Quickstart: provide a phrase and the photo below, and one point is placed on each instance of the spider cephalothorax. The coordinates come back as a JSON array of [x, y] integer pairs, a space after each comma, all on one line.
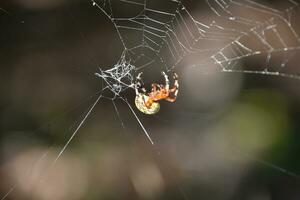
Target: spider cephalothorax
[[148, 102]]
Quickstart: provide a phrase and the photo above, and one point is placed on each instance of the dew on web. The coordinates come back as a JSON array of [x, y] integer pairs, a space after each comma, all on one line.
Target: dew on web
[[211, 51]]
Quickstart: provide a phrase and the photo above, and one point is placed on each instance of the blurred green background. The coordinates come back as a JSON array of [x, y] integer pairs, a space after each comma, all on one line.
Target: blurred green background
[[229, 135]]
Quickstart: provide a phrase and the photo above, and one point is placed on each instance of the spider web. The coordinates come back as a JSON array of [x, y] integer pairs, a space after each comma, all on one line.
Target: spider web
[[169, 36], [164, 37]]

> [Goal of the exercise] Write out again, exactly, the line containing "the spider web." and every later line of the records. Omit the rest.

> [Response area]
Quickstart: provide a phrase and the photo above, and one point is placed on each instance of the spider web. The coordinates come back as a JSON array of [x, y] integer pairs, a space after each comma, all on one line.
Target: spider web
[[169, 36], [164, 37]]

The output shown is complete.